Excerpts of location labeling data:
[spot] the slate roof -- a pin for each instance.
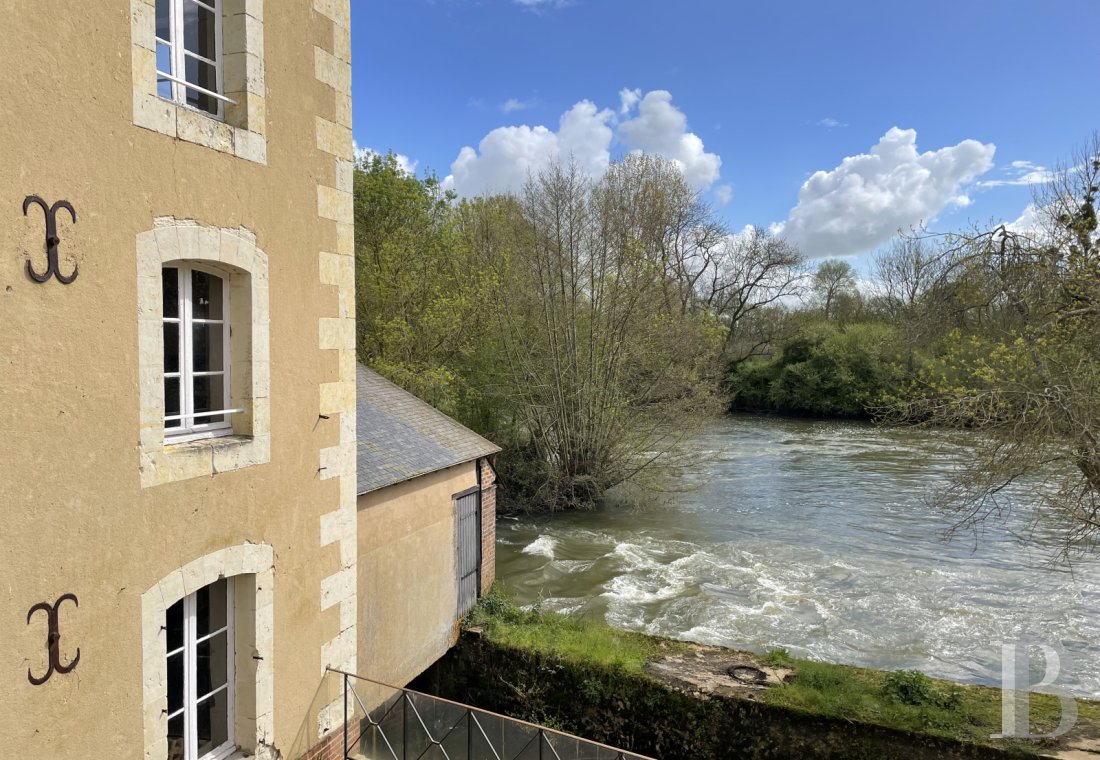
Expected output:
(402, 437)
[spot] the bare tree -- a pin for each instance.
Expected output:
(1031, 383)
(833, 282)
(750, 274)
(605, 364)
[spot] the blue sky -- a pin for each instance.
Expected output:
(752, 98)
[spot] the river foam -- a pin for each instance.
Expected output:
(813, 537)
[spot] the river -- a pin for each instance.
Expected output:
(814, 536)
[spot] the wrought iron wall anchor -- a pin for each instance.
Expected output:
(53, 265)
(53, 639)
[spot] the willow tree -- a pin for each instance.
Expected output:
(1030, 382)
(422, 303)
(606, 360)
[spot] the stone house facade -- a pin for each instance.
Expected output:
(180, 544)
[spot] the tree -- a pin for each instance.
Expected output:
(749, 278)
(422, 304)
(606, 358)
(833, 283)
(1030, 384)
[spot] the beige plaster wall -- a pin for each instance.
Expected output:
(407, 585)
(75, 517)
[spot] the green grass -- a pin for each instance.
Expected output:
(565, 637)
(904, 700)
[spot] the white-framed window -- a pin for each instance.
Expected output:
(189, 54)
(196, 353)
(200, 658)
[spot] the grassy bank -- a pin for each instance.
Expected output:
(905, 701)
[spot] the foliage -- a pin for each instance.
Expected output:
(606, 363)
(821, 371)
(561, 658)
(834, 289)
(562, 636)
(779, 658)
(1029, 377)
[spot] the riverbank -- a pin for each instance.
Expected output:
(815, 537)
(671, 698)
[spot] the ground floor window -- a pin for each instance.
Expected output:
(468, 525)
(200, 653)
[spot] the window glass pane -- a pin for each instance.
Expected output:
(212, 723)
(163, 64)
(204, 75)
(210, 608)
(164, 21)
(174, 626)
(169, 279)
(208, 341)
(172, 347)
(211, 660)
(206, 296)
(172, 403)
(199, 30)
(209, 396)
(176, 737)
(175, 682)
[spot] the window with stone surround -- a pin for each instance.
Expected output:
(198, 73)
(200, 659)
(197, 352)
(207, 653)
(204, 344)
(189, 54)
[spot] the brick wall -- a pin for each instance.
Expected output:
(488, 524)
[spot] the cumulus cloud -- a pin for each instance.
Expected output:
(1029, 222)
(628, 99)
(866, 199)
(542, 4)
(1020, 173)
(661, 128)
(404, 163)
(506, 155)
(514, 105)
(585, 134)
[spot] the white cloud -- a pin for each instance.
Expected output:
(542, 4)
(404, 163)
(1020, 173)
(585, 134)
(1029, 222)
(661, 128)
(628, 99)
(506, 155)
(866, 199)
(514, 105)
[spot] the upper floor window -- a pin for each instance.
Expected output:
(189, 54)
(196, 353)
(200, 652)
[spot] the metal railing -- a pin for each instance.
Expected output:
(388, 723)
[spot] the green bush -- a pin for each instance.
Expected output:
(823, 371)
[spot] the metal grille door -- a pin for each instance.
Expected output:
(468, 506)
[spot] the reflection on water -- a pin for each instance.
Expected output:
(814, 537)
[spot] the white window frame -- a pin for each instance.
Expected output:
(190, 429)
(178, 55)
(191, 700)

Directions for this task:
Retype the records above line for line, keeping the wording and coordinates unchanged. Leave out the picture placeholders.

Solution to the problem:
[spot] the slate roof -- a pin for each instance.
Expected output:
(402, 437)
[spot] the bare tree -- a pin for each instance.
Expected output:
(1031, 383)
(833, 282)
(750, 274)
(605, 364)
[spot] the blue sky -- a pin for each instance.
Expected output:
(752, 98)
[spot] the river foam -- a pin for each instance.
Expected output:
(813, 537)
[spot] the river -- a pin for each instance.
Expected output:
(814, 536)
[spot] the wrought iron wall anchor -- a pin for each instance.
Expected output:
(53, 265)
(53, 639)
[spot] the willow tree -- a pin for each instance.
Expected output:
(1030, 382)
(422, 303)
(606, 360)
[spot] the stone house facade -- a pin for each instance.
Expected output:
(180, 544)
[spot] the tree -- a pin for each instance.
Expected output:
(749, 278)
(422, 304)
(606, 358)
(833, 283)
(1030, 384)
[spot] the beige plaster wall -- a pin for each instance.
Expected output:
(407, 585)
(75, 517)
[spot] the green grass -- a pin for each instance.
Expected output:
(565, 637)
(904, 700)
[spot] the white-framed window -- a pin for each instance.
Expected output:
(189, 54)
(196, 353)
(200, 658)
[spot] the grassy bank -- a pin for each instance.
Expected output:
(905, 701)
[spot] the foliage -- a pin for each instance.
Expected output:
(606, 363)
(821, 371)
(561, 658)
(834, 289)
(562, 636)
(779, 658)
(1029, 377)
[spot] the riverbank -- a pin for each instance.
Expected output:
(815, 537)
(671, 698)
[spot] the ground floor window -- a pin for each instance.
Expected output:
(468, 525)
(200, 653)
[spot] the window glass pane -- a pin for each instance.
Expected output:
(212, 723)
(163, 64)
(204, 75)
(210, 608)
(164, 21)
(174, 626)
(169, 279)
(208, 341)
(172, 347)
(211, 660)
(206, 296)
(172, 403)
(199, 30)
(209, 396)
(176, 737)
(175, 682)
[spot] the window with stone surround -- a pin for each instance.
Expected output:
(198, 73)
(200, 659)
(197, 352)
(207, 653)
(204, 344)
(189, 54)
[spot] the brick wall -- a pin for each instance.
Expected output:
(488, 524)
[spot] the cumulus cloud -- a pin for each instance.
Expected output:
(1029, 222)
(628, 99)
(866, 199)
(542, 4)
(1020, 173)
(661, 128)
(404, 163)
(506, 155)
(514, 105)
(585, 134)
[spot] the white cloud -- a pin for each instance.
Expected output:
(542, 4)
(404, 163)
(1020, 173)
(585, 134)
(1029, 222)
(661, 128)
(628, 99)
(506, 155)
(866, 199)
(514, 105)
[spot] the upper floor window -- a pin for each instance.
Expected output:
(189, 54)
(196, 353)
(200, 652)
[spot] the metal railing -- a pin for each instance.
Expected output:
(388, 723)
[spot] the green bush -- a pin for each instance.
Expected output:
(823, 371)
[spot] the metal grille door -- a pin for each instance.
Expected output:
(468, 506)
[spot] the reflection on water -- a pin for each instance.
Expected output:
(814, 537)
[spot] the white window frame -- a pin for each instance.
Expected output:
(190, 429)
(178, 55)
(191, 700)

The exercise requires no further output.